--- Begin ---

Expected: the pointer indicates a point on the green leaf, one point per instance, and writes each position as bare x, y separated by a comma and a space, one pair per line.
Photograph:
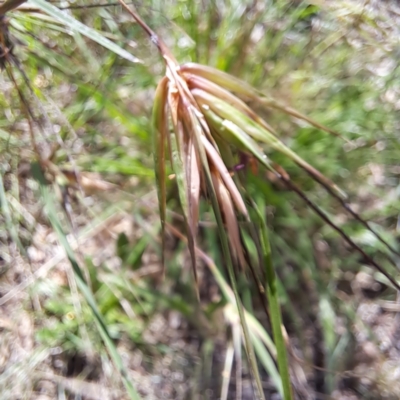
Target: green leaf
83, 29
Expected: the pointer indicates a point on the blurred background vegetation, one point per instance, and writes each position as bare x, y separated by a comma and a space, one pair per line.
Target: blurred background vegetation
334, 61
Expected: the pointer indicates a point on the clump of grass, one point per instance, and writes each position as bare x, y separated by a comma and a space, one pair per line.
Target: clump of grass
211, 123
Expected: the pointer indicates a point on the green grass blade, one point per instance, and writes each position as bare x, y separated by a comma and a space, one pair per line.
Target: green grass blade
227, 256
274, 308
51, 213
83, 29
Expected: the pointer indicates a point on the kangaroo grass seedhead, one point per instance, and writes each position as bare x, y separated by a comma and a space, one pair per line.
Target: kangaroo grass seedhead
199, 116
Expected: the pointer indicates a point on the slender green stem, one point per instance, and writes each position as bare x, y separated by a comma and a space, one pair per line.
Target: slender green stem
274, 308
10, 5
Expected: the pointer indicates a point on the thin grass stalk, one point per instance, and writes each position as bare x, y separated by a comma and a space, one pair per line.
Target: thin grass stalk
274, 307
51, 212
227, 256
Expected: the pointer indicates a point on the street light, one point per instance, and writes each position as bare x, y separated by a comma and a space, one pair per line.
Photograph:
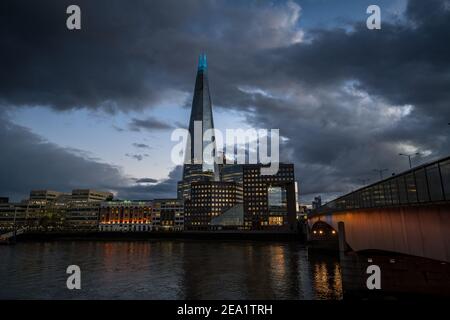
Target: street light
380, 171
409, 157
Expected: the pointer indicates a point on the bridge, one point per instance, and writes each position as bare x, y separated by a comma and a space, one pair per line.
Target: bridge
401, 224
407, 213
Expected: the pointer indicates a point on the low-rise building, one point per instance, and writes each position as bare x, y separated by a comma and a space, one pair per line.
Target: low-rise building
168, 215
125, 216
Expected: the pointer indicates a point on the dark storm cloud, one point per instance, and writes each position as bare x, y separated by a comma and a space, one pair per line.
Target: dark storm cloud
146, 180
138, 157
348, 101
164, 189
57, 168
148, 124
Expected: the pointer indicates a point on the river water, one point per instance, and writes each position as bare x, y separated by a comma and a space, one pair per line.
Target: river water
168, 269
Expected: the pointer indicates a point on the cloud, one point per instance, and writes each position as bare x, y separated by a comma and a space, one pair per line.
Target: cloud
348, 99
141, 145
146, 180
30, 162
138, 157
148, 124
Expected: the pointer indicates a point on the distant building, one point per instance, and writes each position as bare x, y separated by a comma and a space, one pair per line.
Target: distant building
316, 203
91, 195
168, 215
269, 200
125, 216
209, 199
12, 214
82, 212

--- End ---
--- Begin ---

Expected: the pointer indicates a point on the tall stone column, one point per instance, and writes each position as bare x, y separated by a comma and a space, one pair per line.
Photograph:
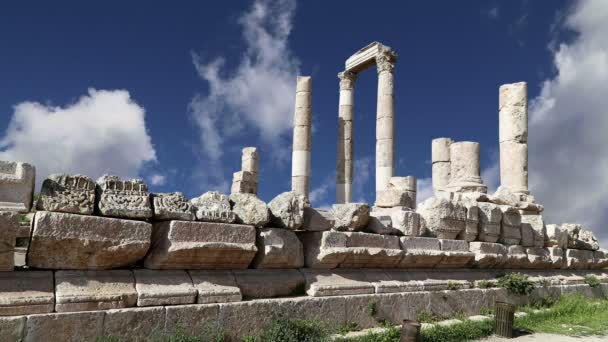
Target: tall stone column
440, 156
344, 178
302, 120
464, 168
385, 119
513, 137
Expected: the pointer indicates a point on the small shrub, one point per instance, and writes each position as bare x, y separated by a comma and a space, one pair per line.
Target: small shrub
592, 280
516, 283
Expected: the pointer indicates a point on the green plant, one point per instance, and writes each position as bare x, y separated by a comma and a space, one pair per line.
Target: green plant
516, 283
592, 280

--- End ---
--- Begin ---

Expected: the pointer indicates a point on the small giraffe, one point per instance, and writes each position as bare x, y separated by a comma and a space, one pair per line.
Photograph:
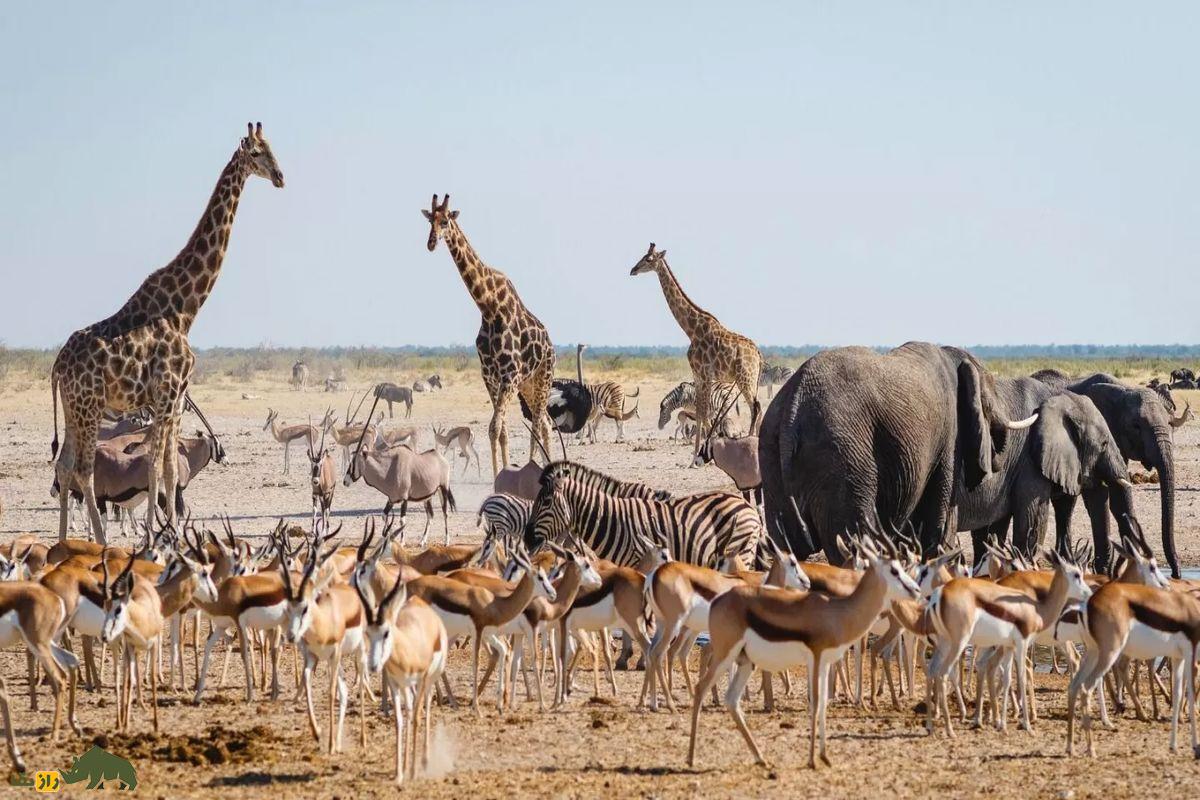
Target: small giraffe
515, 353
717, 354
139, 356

--- End ---

• _What you have to do_
Report how many of the lines above contain the string "blade", treating uppercase and lowercase as distinct. Give only the number.

• _Full answer_
2